● Part of a data file:
════════════════════

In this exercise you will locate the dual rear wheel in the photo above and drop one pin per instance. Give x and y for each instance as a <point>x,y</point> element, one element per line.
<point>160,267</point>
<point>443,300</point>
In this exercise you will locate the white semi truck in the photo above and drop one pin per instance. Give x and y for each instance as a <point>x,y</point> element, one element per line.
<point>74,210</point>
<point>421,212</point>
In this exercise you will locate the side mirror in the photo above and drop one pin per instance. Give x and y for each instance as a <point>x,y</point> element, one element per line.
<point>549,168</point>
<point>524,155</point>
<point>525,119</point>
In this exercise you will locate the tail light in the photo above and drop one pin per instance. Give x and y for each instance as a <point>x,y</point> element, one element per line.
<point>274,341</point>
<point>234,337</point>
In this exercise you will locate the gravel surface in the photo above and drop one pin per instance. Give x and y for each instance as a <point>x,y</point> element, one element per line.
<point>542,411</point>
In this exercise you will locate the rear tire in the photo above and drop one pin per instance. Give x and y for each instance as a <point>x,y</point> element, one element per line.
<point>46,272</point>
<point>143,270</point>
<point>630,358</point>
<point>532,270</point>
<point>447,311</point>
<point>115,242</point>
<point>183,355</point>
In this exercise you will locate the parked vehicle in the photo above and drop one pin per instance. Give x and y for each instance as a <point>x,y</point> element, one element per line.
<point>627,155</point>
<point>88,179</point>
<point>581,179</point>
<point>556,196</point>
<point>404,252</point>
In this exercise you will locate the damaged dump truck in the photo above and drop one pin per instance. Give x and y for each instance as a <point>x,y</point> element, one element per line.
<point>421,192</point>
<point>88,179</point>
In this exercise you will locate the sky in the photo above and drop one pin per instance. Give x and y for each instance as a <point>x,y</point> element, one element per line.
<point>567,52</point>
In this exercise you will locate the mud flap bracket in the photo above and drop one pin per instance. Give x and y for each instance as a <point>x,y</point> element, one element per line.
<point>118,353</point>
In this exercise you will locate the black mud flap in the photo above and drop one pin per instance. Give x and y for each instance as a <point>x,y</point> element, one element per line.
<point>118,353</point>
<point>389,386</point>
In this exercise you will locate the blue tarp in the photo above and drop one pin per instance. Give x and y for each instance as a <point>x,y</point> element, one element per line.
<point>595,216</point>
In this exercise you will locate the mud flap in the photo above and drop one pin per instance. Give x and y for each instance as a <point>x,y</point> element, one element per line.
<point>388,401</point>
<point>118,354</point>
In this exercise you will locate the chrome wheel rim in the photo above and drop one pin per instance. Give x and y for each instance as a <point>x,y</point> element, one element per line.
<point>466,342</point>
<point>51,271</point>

════════════════════

Transcribe the records above line for line, keeping every character unchanged.

● Answer to the problem:
In this exercise you will locate the dual rear wheel in the photo above and drop one pin per instance. Give x and y for each instance as a <point>x,y</point> element, one element per line.
<point>160,267</point>
<point>443,300</point>
In this exercise you will locate the white semi truck in the photo above and drop one pin per instance. Give x and y for each instance as a <point>x,y</point> element, one element per line.
<point>74,210</point>
<point>421,212</point>
In this exercise you will locate the side mirror in the photo above and drop one pin per instance. Give x and y for each instance as a <point>x,y</point> element, one element per line.
<point>549,168</point>
<point>524,155</point>
<point>525,119</point>
In this exercise you will locate the tail light in the photo above and drop one pin per instance. Give x and y for each instance as a <point>x,y</point> element, one element per line.
<point>274,341</point>
<point>234,337</point>
In this exercise you will locate the gravel surface in the photo above and drop one pin per instance. Give x and y for each instance as a <point>x,y</point> element, one element per line.
<point>542,411</point>
In this exercise you will locate the rear tire in the photo above and drop one pin per instance. Give x and y for each instance as a <point>x,y</point> element, one element per line.
<point>46,272</point>
<point>143,270</point>
<point>630,358</point>
<point>532,270</point>
<point>447,311</point>
<point>115,242</point>
<point>183,355</point>
In this exercise you will locate the parked vehicle in the photo above and drop one pin per instance. Give x and y for each instance as a <point>x,y</point> element, one element per line.
<point>627,155</point>
<point>88,179</point>
<point>581,179</point>
<point>556,196</point>
<point>404,252</point>
In this exercise you will locate the damaged dump truck in the photo above and drop one pin per instance. Give x and y for each instance as a <point>x,y</point> element, one element per line.
<point>421,192</point>
<point>88,179</point>
In this exercise you will locate the sky in the photo above and drop one pin per instance. Give x and y for each instance as a <point>x,y</point> element, one element per line.
<point>567,52</point>
In this exercise you will locate the mud flap bracket in the photo above and drop one pin per instance. Give x and y for each instance as a <point>x,y</point> element, one element per line.
<point>118,353</point>
In this exercise you will locate the black mud flap in the photo above and drop one pin per instance. Give x and y for each instance as a <point>x,y</point> element, one element per line.
<point>118,353</point>
<point>389,386</point>
In this exercise you will locate the blue tarp in the photo above and drop one pin per instance. Give x and y for each instance as a <point>x,y</point> element, one element per line.
<point>595,216</point>
In this exercise you will locate the mud flap in the photo above and drop one pin per instance. Give x and y for each instance as a <point>x,y</point> element, one element per line.
<point>388,401</point>
<point>118,354</point>
In this exercise you will locate the chrome wheel rim in the photo above and drop one pin per instance. Give x and y for each instance as a <point>x,y</point> element, one element per line.
<point>466,342</point>
<point>51,271</point>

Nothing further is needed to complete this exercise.